◆ **Zu erstellen**
Gib diese Zeilen als zweispaltige CSV mit den Spalten „eingabe“ und „ausgabe“ wieder: pro Zeile eine Reihe mit ihrem Text und ihrer Antwort, jedes Feld in Anführungszeichen, Zeilenumbrüche durch Leerzeichen ersetzt. Lass die Bilder in der Ausgabe weg.

━━━

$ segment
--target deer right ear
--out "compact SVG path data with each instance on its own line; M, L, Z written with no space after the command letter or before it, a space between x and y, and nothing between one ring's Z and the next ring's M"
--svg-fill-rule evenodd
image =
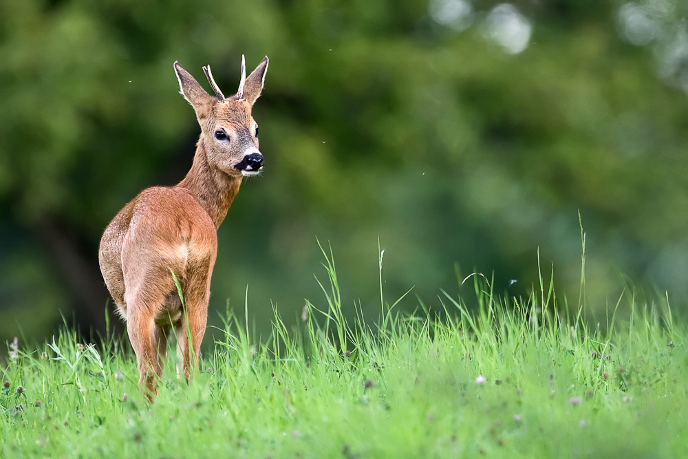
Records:
M174 71L179 81L180 94L191 104L199 118L205 118L207 116L207 107L209 104L215 101L215 98L206 92L195 78L184 70L178 62L174 63Z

━━━

◆ **Endergebnis**
eingabe,ausgabe
"$ segment --target deer right ear --out ""compact SVG path data with each instance on its own line; M, L, Z written with no space after the command letter or before it, a space between x and y, and nothing between one ring's Z and the next ring's M"" --svg-fill-rule evenodd image = Records:","M174 71L179 81L180 94L191 104L199 118L205 118L207 116L207 107L209 104L215 101L215 98L206 92L195 78L184 70L178 62L174 63Z"